[Records excerpted from a collection]
────────────────────────────────────────

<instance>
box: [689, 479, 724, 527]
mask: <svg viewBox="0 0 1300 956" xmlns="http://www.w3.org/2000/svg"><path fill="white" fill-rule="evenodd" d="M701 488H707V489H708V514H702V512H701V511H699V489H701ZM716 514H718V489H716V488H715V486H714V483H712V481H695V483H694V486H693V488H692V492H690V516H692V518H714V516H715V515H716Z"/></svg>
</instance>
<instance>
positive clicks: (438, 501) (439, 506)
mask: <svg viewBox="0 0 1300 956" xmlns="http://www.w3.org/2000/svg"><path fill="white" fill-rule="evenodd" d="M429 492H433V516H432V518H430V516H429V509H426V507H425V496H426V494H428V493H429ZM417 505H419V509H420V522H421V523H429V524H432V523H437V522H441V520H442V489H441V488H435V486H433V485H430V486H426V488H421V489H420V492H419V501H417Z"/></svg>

────────────────────────────────────────

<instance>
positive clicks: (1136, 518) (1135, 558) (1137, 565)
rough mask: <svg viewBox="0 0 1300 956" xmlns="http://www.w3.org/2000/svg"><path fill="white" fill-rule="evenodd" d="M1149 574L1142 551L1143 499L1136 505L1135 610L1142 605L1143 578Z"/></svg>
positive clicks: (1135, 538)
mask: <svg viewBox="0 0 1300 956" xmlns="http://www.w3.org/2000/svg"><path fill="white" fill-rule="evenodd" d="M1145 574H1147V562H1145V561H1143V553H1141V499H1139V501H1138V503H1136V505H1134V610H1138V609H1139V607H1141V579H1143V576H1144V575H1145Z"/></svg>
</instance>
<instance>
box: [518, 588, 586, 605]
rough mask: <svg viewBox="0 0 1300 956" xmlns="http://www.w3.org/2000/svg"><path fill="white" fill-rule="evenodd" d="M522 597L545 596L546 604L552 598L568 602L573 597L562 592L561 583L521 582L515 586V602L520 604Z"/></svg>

────────────────────────────────────────

### TASK DESCRIPTION
Please reproduce the lines from the line with "box: [518, 588, 586, 605]" to the line with "597L545 596L546 604L552", both ends included, exactly as they appear above.

### TASK RESPONSE
box: [518, 588, 586, 605]
rough mask: <svg viewBox="0 0 1300 956" xmlns="http://www.w3.org/2000/svg"><path fill="white" fill-rule="evenodd" d="M522 597L545 596L546 604L552 598L568 602L573 597L562 592L561 583L521 582L515 586V602L520 604Z"/></svg>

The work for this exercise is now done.